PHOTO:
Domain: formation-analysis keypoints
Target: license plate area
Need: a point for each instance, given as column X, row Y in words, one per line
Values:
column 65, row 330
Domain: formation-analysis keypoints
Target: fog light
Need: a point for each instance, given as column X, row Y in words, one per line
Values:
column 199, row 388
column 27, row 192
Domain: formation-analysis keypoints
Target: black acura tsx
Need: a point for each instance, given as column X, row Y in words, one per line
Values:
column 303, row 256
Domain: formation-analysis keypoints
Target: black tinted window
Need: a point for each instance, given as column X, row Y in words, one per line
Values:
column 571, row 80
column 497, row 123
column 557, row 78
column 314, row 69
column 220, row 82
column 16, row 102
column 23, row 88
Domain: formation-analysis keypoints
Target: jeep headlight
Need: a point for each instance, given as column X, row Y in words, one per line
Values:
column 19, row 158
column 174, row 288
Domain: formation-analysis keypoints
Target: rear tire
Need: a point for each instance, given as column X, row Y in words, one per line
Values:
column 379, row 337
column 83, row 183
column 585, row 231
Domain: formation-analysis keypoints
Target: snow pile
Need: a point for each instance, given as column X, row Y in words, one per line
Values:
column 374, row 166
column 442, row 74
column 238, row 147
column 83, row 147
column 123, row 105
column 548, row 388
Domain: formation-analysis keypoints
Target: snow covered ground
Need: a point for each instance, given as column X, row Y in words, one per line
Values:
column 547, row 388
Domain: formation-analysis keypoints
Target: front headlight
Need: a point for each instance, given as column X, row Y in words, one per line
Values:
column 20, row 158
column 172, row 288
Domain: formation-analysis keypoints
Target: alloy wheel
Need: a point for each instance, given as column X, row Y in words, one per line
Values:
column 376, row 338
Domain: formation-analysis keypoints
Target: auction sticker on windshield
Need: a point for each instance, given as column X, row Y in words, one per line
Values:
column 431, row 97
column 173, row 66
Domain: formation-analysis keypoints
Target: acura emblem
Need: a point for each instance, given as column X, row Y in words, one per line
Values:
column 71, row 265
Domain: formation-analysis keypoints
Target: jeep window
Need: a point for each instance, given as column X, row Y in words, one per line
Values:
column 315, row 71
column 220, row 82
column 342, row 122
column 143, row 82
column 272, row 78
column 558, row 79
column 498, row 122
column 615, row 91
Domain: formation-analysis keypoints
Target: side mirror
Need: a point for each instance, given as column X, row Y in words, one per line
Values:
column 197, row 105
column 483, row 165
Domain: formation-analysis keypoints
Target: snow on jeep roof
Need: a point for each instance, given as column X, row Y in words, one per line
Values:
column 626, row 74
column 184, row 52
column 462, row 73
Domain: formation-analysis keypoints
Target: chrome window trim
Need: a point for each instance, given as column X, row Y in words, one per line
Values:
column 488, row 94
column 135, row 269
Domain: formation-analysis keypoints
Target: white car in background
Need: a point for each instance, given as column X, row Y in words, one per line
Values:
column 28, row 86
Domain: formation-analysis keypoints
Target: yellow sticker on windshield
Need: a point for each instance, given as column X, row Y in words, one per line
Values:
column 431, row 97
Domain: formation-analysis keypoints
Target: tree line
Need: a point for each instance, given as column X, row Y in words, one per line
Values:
========================
> _Task directions_: Reproduce all of the lines above unchanged, from first to last.

> _Expected output_:
PHOTO:
Domain: formation-analysis keypoints
Target: license plate area
Need: a point for each instance, given as column X, row Y in words, one per line
Values:
column 65, row 330
Domain: formation-analysis keypoints
Target: fog light
Need: a point for each instance, given as column X, row Y in words, one per line
Values:
column 199, row 388
column 27, row 192
Domain: formation-analysis keypoints
Target: black acura tsx
Need: a point for each instance, given as column X, row Y in words, one per line
Values:
column 303, row 256
Domain: formation-analysis keypoints
Target: black tinted window
Need: a point for each instance, given as column X, row Y in words, one per line
Values:
column 571, row 80
column 497, row 123
column 557, row 78
column 314, row 69
column 220, row 82
column 16, row 102
column 23, row 88
Domain: formation-analysis keypoints
Target: jeep headlight
Need: a point for each instance, given as column X, row Y in words, one per line
Values:
column 19, row 158
column 174, row 288
Domain: formation-analysis keypoints
Target: rear tire
Need: a point for each instance, given as column X, row Y in words, one per line
Values:
column 379, row 337
column 83, row 183
column 585, row 231
Domain: formation-analysis keypoints
Target: snow pile
Need: a point for each instance, given as column X, row Y in words, one per line
Values:
column 374, row 166
column 442, row 74
column 238, row 147
column 83, row 147
column 123, row 105
column 548, row 388
Domain: formation-analysis keypoints
Target: snow covered ground
Need: a point for each instance, given as column X, row Y in words, one per line
Values:
column 547, row 388
Domain: formation-analysis keypoints
Target: front headlight
Need: a point for each instance, given as column X, row Y in words, one per line
Values:
column 20, row 158
column 172, row 288
Domain: formation-analysis keypoints
Target: alloy wheel
Need: a point for each instance, given as column X, row Y in words, one per line
Values:
column 376, row 338
Domain: formation-analysis keypoints
Target: auction sticker on windshield
Need: a point for each instance, given as column X, row Y in words, one per line
Values:
column 431, row 97
column 173, row 66
Domain: formation-analysis keypoints
Target: acura emblem
Need: a point for each instance, given as column X, row Y in words, one per line
Values:
column 71, row 265
Domain: formation-analysis keypoints
Target: jeep window
Need: a point for each instance, given as column X, row Y in words, one per line
Values:
column 315, row 71
column 220, row 82
column 342, row 122
column 143, row 82
column 272, row 78
column 558, row 79
column 498, row 122
column 615, row 91
Domain: formation-analysis keypoints
Target: side mirror
Need: a point for each instance, given as column X, row Y in words, one per line
Values:
column 197, row 105
column 483, row 165
Domain: formation-analysis keypoints
Target: snow on jeep roof
Need: a point for each instance, given as column X, row Y in words, one per line
Values:
column 626, row 74
column 184, row 52
column 462, row 73
Domain: formation-analysis keypoints
Target: chrome window trim
Need: a point for each instance, given as column X, row Y in words, one per line
Values:
column 488, row 94
column 135, row 269
Domain: formation-analysis keypoints
Target: white car in background
Need: a point for each instance, given as column X, row Y in words, one per line
Values:
column 28, row 86
Domain: formation-analysis keypoints
Target: yellow sticker on windshield
Need: a point for each instance, given as column X, row Y in words, one per line
Values:
column 431, row 97
Domain: formation-analysis keypoints
Target: tree line
Need: a point for each instance, given as column X, row Y in words, one per line
Values:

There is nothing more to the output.